### [DOCUMENT TEXT]
------------------------------
Wednesday, October 10, 2012


You know how everyone is always going on about the lamentable state of music in its current incarnation?
You know how Autotune and cannibalising popular songs from the 80s have all but destroyed the integrity of the music we're forced to endure these days?
You know how they've done away with Programme Directors at radio stations and copy/pasted Billboard Top 40 interspersed with the hardest working local acts (those that maintain high online profiles)?
You know how jaded old men stand at the bar in Mercury and make comment on the fashions of the day between tequilas?
You know how we all secretly yearn for something fresh, new, exciting, charged with real emotion and above all, slick and amazing?

Well, that something just fell into your lap without you even knowing it - without you even having to leave the bar.

Enter one young lady fresh off the bus from Grahamstown (although I believe originally from Joburg). I present Lucy Kruger.

I was fortunate enough to attend the launch of her debut album 'Cut Those Strings' at Mercury a while back and got my hands on the disc. I have listened to it. A lot. I wanted to write rave reviews about it. All the time. I initially thought I'd write a proper album review, but would rather be a bit more general, as her live performance is also worth some well picked words.

Lucy Kruger is as accomplished a singer/songwriter as you're likely to hear at her tender age. She delivers the feelings encapsulated in her songs with an intense honesty that lends a vital and stripped down charm to music that is refreshingly void of pretence. What you hear (or see) is what you get. And boy, do you get an earful. It's a music based on a wistful blues and a worried alt.pop that relates to a broad set of listeners. At no point does it become overbearing, yet at no point does it become too wispy. It is a subtle and sincere assault - and a savagely smooth sonic experience all rolled into one.
------------------------------
### [PROVIDED DATA]
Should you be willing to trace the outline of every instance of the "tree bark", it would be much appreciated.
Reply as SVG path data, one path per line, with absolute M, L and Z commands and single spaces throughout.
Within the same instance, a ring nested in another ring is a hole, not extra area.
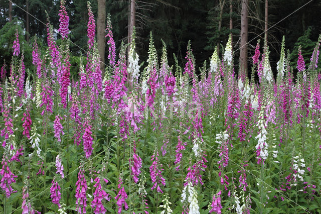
------------------------------
In the post about Lucy Kruger, the writer decides against a proper album review of 'Cut Those Strings'. In one to three sentences, explain why.

The writer chose a more general piece instead of a proper album review because Lucy Kruger's live performance also deserves some well-picked words. A more general approach let the writer cover both the album and her live show.